Given problem | Report how many lines in the entries below contain the word "white", with case counting, and give only the number.

Data provided |
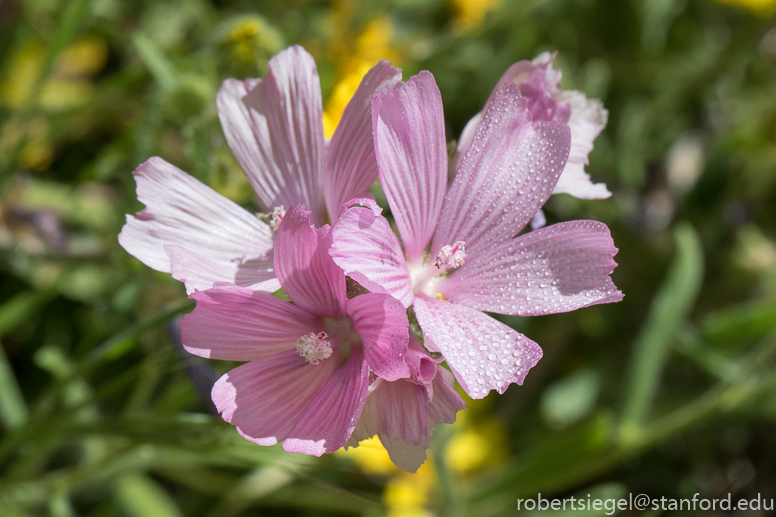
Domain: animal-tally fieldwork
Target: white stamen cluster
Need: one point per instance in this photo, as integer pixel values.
(451, 257)
(276, 217)
(313, 347)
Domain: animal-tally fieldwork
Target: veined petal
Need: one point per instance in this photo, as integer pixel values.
(275, 129)
(266, 398)
(409, 133)
(303, 265)
(506, 175)
(237, 324)
(184, 212)
(350, 159)
(331, 416)
(558, 268)
(483, 353)
(403, 414)
(366, 248)
(200, 273)
(588, 119)
(381, 323)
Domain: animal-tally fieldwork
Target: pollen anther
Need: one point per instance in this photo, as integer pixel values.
(451, 257)
(313, 347)
(276, 217)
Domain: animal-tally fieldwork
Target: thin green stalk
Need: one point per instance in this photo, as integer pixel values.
(669, 310)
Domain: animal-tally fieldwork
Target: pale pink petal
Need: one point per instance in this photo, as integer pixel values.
(237, 324)
(559, 268)
(540, 83)
(182, 211)
(367, 249)
(368, 201)
(403, 415)
(467, 135)
(483, 353)
(350, 159)
(200, 273)
(328, 421)
(306, 271)
(275, 130)
(588, 119)
(266, 398)
(508, 173)
(397, 410)
(409, 132)
(406, 456)
(516, 74)
(381, 323)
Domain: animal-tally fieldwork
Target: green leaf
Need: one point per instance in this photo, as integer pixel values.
(140, 496)
(570, 399)
(751, 320)
(670, 308)
(556, 463)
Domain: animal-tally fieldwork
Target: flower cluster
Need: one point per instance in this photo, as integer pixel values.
(338, 363)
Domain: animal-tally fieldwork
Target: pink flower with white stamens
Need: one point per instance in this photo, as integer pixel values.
(510, 168)
(274, 127)
(309, 360)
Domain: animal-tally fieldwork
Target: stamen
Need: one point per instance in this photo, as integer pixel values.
(276, 217)
(313, 347)
(451, 257)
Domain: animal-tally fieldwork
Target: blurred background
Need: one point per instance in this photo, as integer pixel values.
(668, 393)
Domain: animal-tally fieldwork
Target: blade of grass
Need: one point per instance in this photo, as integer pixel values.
(13, 408)
(669, 310)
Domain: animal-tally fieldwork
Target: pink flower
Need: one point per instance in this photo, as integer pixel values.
(403, 413)
(586, 118)
(309, 361)
(508, 171)
(275, 129)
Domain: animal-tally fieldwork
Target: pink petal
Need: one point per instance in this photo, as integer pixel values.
(381, 323)
(328, 421)
(396, 411)
(588, 119)
(182, 211)
(306, 271)
(350, 160)
(406, 456)
(403, 414)
(200, 273)
(483, 353)
(558, 268)
(409, 133)
(505, 177)
(266, 398)
(237, 324)
(275, 129)
(367, 249)
(541, 84)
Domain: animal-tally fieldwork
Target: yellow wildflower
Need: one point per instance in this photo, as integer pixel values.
(469, 14)
(760, 7)
(370, 456)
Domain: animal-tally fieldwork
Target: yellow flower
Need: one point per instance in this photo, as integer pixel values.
(340, 96)
(760, 7)
(407, 495)
(371, 46)
(469, 14)
(370, 456)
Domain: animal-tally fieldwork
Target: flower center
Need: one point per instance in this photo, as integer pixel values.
(451, 257)
(313, 347)
(424, 277)
(276, 217)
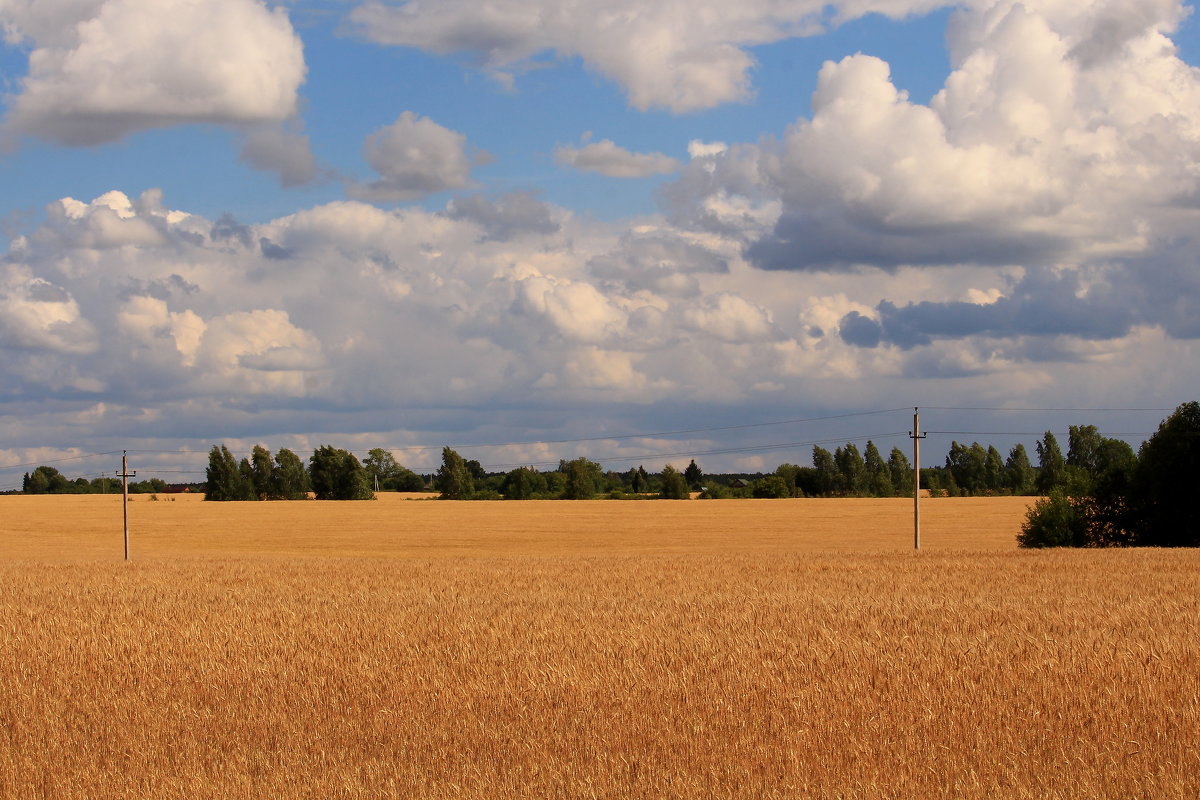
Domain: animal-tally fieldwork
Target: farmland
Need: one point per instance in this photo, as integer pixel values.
(717, 649)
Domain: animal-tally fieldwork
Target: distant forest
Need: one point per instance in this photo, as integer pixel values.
(845, 471)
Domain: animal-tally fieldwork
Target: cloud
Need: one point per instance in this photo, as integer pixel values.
(414, 157)
(507, 216)
(36, 314)
(286, 152)
(671, 55)
(613, 161)
(658, 260)
(102, 70)
(1056, 137)
(1044, 304)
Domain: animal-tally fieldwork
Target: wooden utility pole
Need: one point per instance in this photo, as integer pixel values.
(917, 435)
(125, 498)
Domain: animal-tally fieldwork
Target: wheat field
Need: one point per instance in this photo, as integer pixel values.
(708, 649)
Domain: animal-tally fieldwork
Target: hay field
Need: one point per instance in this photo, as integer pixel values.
(766, 660)
(67, 527)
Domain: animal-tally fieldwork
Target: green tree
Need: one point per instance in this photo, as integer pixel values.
(771, 486)
(827, 476)
(791, 474)
(851, 470)
(47, 480)
(1051, 465)
(382, 469)
(582, 476)
(879, 477)
(520, 483)
(151, 486)
(675, 485)
(289, 479)
(1162, 503)
(995, 477)
(454, 480)
(262, 471)
(1054, 521)
(337, 475)
(225, 479)
(901, 473)
(1019, 473)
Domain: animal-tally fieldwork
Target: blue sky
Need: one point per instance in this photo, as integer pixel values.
(377, 224)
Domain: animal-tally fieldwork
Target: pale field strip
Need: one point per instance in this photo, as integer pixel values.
(707, 649)
(397, 525)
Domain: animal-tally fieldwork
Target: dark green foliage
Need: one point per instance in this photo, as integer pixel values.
(521, 483)
(969, 465)
(901, 473)
(47, 480)
(639, 480)
(791, 474)
(337, 475)
(1019, 473)
(581, 479)
(1054, 521)
(1163, 505)
(384, 471)
(826, 481)
(1144, 500)
(851, 470)
(879, 476)
(262, 471)
(772, 486)
(675, 485)
(1051, 465)
(454, 480)
(289, 479)
(225, 479)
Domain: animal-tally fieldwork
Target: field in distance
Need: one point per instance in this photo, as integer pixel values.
(615, 650)
(89, 527)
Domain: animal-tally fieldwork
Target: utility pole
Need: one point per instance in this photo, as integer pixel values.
(125, 498)
(917, 435)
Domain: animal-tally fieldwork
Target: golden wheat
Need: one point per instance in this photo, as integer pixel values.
(754, 672)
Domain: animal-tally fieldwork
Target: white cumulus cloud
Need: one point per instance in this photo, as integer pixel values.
(673, 54)
(101, 70)
(611, 160)
(414, 157)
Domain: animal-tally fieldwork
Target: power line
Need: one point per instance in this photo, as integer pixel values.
(651, 435)
(1042, 410)
(58, 461)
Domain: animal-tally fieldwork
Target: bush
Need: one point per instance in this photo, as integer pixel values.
(773, 486)
(1054, 521)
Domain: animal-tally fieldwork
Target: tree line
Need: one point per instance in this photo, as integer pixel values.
(48, 480)
(1086, 469)
(1126, 499)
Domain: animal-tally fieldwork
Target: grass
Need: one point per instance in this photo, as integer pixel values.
(589, 650)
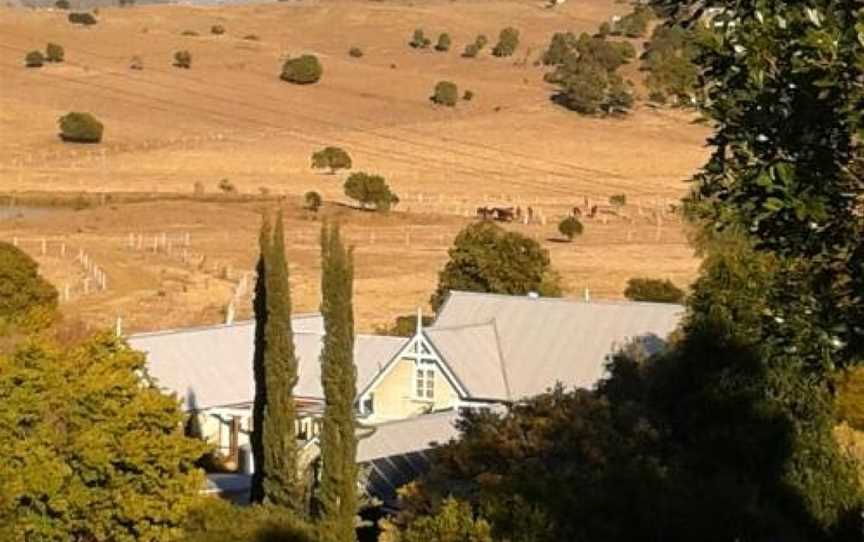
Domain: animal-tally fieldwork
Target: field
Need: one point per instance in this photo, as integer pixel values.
(230, 117)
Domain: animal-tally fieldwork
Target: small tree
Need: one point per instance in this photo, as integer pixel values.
(443, 43)
(508, 40)
(303, 70)
(183, 59)
(34, 59)
(80, 128)
(446, 93)
(570, 227)
(54, 53)
(654, 290)
(370, 189)
(332, 158)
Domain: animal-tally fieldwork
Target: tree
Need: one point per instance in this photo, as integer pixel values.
(54, 53)
(570, 227)
(80, 128)
(23, 292)
(91, 450)
(653, 290)
(332, 158)
(446, 93)
(337, 494)
(34, 59)
(370, 189)
(486, 258)
(508, 40)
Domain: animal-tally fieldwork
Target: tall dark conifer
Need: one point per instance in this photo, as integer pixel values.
(338, 489)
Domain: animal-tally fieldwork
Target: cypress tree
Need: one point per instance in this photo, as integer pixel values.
(338, 486)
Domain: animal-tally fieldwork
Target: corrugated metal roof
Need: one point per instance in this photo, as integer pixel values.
(212, 366)
(547, 340)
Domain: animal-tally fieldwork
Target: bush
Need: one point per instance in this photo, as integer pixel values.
(34, 59)
(654, 290)
(446, 93)
(370, 189)
(80, 128)
(183, 59)
(508, 40)
(303, 70)
(570, 227)
(54, 53)
(82, 18)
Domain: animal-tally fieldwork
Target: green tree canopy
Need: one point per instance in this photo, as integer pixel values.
(487, 258)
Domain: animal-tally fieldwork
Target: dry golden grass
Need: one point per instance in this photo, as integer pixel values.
(231, 117)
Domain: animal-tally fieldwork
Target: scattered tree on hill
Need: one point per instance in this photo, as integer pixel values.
(337, 491)
(486, 258)
(654, 290)
(91, 450)
(446, 93)
(370, 190)
(303, 70)
(80, 128)
(508, 41)
(54, 53)
(332, 158)
(570, 227)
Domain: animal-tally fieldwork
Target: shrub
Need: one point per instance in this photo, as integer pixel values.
(370, 189)
(332, 158)
(303, 70)
(183, 59)
(446, 93)
(508, 40)
(570, 227)
(80, 128)
(54, 53)
(82, 18)
(34, 59)
(312, 201)
(654, 290)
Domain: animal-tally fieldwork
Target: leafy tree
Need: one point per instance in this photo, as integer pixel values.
(654, 290)
(446, 93)
(508, 41)
(487, 258)
(54, 53)
(570, 227)
(370, 189)
(80, 128)
(91, 451)
(337, 494)
(332, 158)
(303, 70)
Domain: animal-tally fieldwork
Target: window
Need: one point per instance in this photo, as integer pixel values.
(425, 383)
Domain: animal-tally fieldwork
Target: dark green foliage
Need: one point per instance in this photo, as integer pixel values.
(183, 59)
(443, 43)
(34, 59)
(446, 93)
(487, 258)
(303, 70)
(654, 290)
(54, 53)
(337, 494)
(570, 227)
(22, 289)
(508, 41)
(84, 18)
(90, 450)
(80, 128)
(332, 158)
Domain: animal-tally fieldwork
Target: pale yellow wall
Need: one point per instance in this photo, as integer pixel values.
(393, 397)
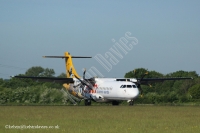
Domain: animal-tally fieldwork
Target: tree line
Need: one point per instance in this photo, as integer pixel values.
(176, 91)
(27, 91)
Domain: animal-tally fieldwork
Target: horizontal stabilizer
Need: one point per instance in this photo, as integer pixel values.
(66, 57)
(151, 80)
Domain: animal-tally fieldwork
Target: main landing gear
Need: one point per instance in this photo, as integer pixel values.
(131, 103)
(87, 102)
(115, 103)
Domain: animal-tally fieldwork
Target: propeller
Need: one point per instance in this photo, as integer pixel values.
(84, 81)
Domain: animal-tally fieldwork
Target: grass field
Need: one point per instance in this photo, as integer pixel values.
(100, 119)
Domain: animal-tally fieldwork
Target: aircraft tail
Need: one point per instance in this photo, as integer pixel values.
(68, 63)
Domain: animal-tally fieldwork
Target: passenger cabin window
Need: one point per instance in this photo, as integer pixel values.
(129, 86)
(123, 86)
(134, 86)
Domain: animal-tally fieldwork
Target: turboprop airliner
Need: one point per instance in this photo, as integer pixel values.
(99, 89)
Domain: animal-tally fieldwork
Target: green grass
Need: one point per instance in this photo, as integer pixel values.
(102, 119)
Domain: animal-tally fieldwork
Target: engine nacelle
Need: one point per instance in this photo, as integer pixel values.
(97, 97)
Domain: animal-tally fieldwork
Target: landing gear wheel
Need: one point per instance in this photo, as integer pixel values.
(131, 103)
(87, 102)
(115, 103)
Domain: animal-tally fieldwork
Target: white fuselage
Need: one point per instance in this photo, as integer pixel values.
(109, 89)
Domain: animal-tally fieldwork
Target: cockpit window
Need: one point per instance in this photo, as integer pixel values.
(129, 86)
(134, 86)
(123, 86)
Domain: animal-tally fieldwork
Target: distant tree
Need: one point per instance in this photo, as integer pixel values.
(35, 71)
(48, 73)
(62, 75)
(194, 91)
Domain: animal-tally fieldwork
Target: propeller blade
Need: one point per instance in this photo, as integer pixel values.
(84, 74)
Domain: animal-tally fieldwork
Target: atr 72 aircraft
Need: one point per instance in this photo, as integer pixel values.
(99, 89)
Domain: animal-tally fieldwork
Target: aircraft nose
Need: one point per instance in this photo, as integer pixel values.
(135, 92)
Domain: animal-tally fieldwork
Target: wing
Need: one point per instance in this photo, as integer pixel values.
(147, 81)
(48, 79)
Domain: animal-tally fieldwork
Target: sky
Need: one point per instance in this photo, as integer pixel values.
(120, 35)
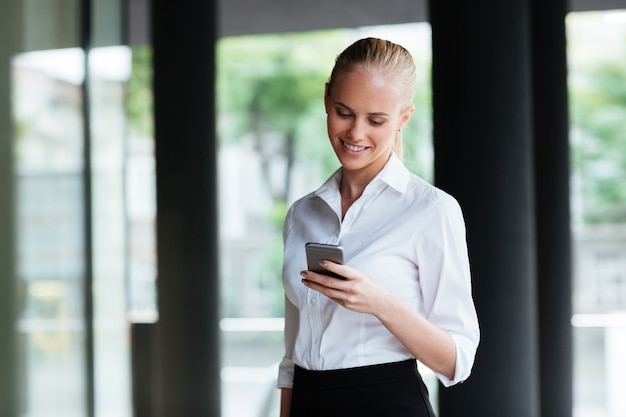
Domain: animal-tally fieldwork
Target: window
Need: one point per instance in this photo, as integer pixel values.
(597, 84)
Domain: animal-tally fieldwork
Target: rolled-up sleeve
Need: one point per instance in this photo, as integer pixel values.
(286, 366)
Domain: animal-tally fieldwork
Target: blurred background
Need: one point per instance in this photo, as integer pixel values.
(81, 207)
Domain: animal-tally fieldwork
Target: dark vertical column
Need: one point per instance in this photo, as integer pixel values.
(9, 383)
(483, 156)
(550, 105)
(184, 34)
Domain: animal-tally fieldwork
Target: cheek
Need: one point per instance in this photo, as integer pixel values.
(334, 124)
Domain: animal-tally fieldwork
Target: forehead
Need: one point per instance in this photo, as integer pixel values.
(366, 88)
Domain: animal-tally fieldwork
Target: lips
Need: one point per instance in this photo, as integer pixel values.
(354, 148)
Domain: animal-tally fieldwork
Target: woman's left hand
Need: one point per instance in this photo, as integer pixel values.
(357, 292)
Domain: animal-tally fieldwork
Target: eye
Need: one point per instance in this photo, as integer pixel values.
(343, 114)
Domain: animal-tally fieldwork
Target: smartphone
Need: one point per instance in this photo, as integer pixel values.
(316, 252)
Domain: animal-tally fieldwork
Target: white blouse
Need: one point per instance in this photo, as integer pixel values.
(402, 232)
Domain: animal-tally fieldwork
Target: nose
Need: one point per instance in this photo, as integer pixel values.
(355, 130)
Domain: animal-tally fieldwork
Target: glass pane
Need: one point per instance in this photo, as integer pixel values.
(49, 145)
(274, 149)
(109, 70)
(597, 84)
(141, 190)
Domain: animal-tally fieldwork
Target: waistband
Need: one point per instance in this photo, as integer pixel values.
(355, 377)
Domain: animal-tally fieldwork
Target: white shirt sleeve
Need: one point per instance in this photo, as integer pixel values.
(446, 286)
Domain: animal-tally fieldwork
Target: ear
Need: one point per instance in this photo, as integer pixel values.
(326, 98)
(406, 116)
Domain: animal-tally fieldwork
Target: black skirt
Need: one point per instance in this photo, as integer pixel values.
(393, 389)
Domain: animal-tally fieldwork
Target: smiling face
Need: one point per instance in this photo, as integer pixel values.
(364, 114)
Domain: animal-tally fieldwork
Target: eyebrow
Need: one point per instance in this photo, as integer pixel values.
(379, 114)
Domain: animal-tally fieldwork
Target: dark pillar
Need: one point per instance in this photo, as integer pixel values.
(9, 384)
(484, 157)
(554, 259)
(184, 34)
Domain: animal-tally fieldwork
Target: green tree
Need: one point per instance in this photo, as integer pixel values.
(598, 113)
(270, 91)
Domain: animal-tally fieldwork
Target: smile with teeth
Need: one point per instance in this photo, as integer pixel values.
(354, 148)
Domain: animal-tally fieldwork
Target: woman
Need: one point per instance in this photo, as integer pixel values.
(351, 344)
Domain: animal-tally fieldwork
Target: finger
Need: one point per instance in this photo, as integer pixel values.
(343, 271)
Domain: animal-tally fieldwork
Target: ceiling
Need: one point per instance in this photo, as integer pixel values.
(246, 17)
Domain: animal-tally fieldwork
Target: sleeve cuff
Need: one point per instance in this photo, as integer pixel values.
(285, 373)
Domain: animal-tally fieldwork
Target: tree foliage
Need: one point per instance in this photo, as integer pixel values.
(598, 113)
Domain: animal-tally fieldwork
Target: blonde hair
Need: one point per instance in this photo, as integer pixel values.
(393, 59)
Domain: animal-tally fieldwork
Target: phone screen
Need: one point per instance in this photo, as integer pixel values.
(316, 252)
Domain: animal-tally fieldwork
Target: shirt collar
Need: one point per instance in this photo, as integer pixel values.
(393, 174)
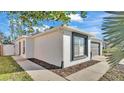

Full output | 6